■ TEXT SHOWN
[GitHub] [druid] imply-cheddar commented on a diff in pull request #13085: Refactoring the data source before unnest

GitBox Thu, 29 Sep 2022 00:11:36 -0700


imply-cheddar commented on code in PR #13085:
URL: https://github.com/apache/druid/pull/13085#discussion_r983131194



##########
processing/src/main/java/org/apache/druid/query/Queries.java:
##########
@@ -191,11 +191,19 @@ public static <T> Query<T> withBaseDataSource(final 
Query<T> query, final DataSo
   {
     final Query<T> retVal;
 
-    if (query.getDataSource() instanceof QueryDataSource) {
-      final Query<?> subQuery = ((QueryDataSource) 
query.getDataSource()).getQuery();
+    /*
+     * Currently, this method is implemented in terms of a static walk doing a 
bunch of instanceof checks.

■ REQUIRED ACTIONS
A. List each distinct Java keyword that appears in the code lines of the code review text, leaving out the lines of the comment block.
B. Continue the code review text from its last line, carrying on the comment that begins "Currently, this method is implemented".

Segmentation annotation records
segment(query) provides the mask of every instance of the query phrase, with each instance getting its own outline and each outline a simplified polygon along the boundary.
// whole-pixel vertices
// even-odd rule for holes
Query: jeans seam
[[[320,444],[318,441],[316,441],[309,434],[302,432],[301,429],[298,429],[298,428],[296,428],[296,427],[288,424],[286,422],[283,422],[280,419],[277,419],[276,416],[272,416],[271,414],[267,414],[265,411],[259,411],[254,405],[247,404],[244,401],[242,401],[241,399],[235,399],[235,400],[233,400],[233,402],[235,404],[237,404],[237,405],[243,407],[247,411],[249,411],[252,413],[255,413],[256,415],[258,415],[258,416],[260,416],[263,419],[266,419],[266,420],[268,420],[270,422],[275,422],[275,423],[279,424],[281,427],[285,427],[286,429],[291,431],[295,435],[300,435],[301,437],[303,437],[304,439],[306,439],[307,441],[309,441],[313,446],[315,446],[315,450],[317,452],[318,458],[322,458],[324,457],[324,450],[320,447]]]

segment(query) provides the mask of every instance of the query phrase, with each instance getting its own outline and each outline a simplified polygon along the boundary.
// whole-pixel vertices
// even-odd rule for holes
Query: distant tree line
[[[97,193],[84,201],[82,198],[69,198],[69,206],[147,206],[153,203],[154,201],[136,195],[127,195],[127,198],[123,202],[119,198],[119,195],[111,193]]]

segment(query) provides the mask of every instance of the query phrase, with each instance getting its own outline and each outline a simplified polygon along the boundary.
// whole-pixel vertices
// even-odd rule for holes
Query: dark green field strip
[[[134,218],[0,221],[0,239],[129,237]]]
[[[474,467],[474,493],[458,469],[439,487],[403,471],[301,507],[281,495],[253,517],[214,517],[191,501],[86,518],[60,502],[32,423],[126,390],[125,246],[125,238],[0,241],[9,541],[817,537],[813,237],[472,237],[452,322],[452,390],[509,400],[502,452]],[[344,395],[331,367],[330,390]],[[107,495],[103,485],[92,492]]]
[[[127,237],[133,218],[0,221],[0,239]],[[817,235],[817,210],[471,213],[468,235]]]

■ ANSWERS IN ORDER
A. public, static, final, if, instanceof

B.
+     * We should likely look into moving this functionality into the 
DataSource object itself so that they
+     * can walk and create new objects on their own.  This will be necessary 
as we expand the set of DataSources
+     * that do actual work, as each of them will need to show up in this 
if/then waterfall.
+     */

Review Comment:
   I'm pretty sure it should be safe to move something logically equivalent to 
this method into a method on `DataSource` itself.  Let's do that inside of this 
refactor, so that we leave this refactor with hopefully never needing to have 
random methods of `instanceof` checks again.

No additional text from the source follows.